__Assignment__. Could you copy out the whole passage on micronuclei and DNA damage word for word?
(Beginning of Document excerpt)
Micronuclei, Pulverized Chromosomes and DNA Damage

Interfering with KLHDC8B’s function resulted in an increased incidence of micronuclei, which originate from chromosome fragments that arise due to DNA damage or missegregated chromosomes. The whole or partial chromosomes are sequestered into structures similar to but much smaller than normal nuclei (Fig. 2). Given that we observed increased rates of aneuploidy, it is more likely that the micronuclei observed in our study are composed of whole chromosomes. Micronucleus formation has previously been associated with centrosomal amplification and spindle assembly defects.

Figure 2. Several micronuclei (arrows) are observed in a multinuclear HeLa cell expressing the KLHDC8B-GFP fusion protein. An aggregate of the fusion protein is seen (green). Chromosomes are stained with DAPI (blue). The inset demonstrates the DIC image of the cell, including the green and blue channels. Immunofluorescence was performed as described previously. A Z-stack of images was obtained with a Nikon A1R confocal laser scanning microscope, using NIS Elements acquisition software (Nikon). Deconvolution was performed with with AutoQuantX (Media Cybernetics). Three-dimensional reconstruction was performed with NIS Elements software.
(End of Document excerpt)
(Beginning of Records supplied)
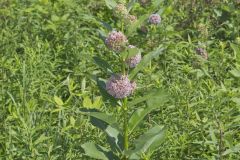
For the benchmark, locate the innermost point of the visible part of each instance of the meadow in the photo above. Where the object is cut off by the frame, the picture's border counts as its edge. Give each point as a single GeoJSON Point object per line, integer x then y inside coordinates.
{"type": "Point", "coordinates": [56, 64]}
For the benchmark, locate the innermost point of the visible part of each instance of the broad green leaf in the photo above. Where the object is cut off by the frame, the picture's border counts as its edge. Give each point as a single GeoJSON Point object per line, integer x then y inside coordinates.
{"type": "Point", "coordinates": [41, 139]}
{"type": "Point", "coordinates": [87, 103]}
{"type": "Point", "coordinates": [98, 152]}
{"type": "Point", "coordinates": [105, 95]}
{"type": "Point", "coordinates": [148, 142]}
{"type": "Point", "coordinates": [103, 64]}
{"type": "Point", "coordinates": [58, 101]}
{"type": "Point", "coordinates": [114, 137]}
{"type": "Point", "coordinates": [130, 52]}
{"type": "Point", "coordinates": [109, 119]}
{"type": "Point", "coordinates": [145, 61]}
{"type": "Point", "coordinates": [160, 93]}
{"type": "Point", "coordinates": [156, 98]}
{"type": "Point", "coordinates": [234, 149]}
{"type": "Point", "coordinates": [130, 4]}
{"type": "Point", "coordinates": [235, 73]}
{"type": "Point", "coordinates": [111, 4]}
(End of Records supplied)
(Beginning of Records supplied)
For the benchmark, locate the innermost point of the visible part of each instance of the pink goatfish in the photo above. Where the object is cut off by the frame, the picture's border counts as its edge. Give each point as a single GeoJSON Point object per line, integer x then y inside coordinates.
(End of Records supplied)
(Beginning of Records supplied)
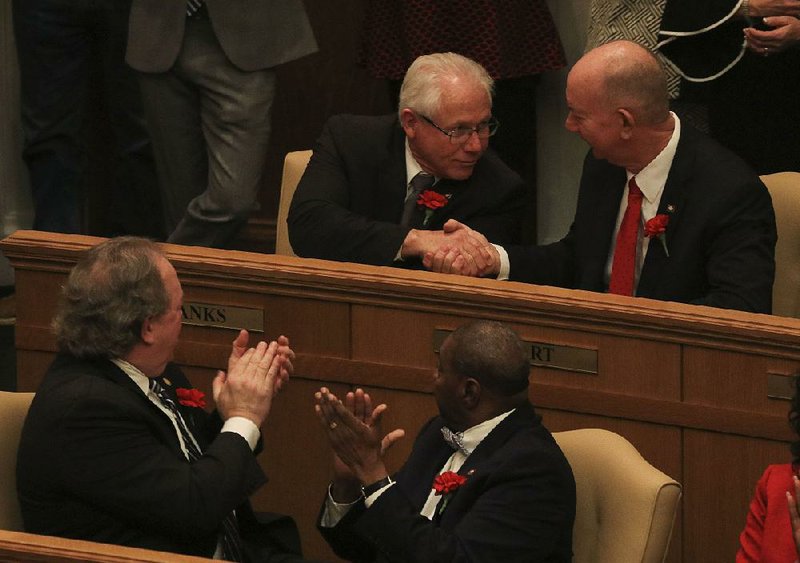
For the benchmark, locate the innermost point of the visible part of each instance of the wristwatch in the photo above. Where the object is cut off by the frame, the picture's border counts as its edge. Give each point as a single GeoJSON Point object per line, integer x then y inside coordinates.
(End of Records supplied)
__Task solution__.
Micronuclei, Pulverized Chromosomes and DNA Damage

Interfering with KLHDC8B’s function resulted in an increased incidence of micronuclei, which originate from chromosome fragments that arise due to DNA damage or missegregated chromosomes. The whole or partial chromosomes are sequestered into structures similar to but much smaller than normal nuclei (Fig. 2). Given that we observed increased rates of aneuploidy, it is more likely that the micronuclei observed in our study are composed of whole chromosomes. Micronucleus formation has previously been associated with centrosomal amplification and spindle assembly defects.

Figure 2. Several micronuclei (arrows) are observed in a multinuclear HeLa cell expressing the KLHDC8B-GFP fusion protein. An aggregate of the fusion protein is seen (green). Chromosomes are stained with DAPI (blue). The inset demonstrates the DIC image of the cell, including the green and blue channels. Immunofluorescence was performed as described previously. A Z-stack of images was obtained with a Nikon A1R confocal laser scanning microscope, using NIS Elements acquisition software (Nikon). Deconvolution was performed with with AutoQuantX (Media Cybernetics). Three-dimensional reconstruction was performed with NIS Elements software.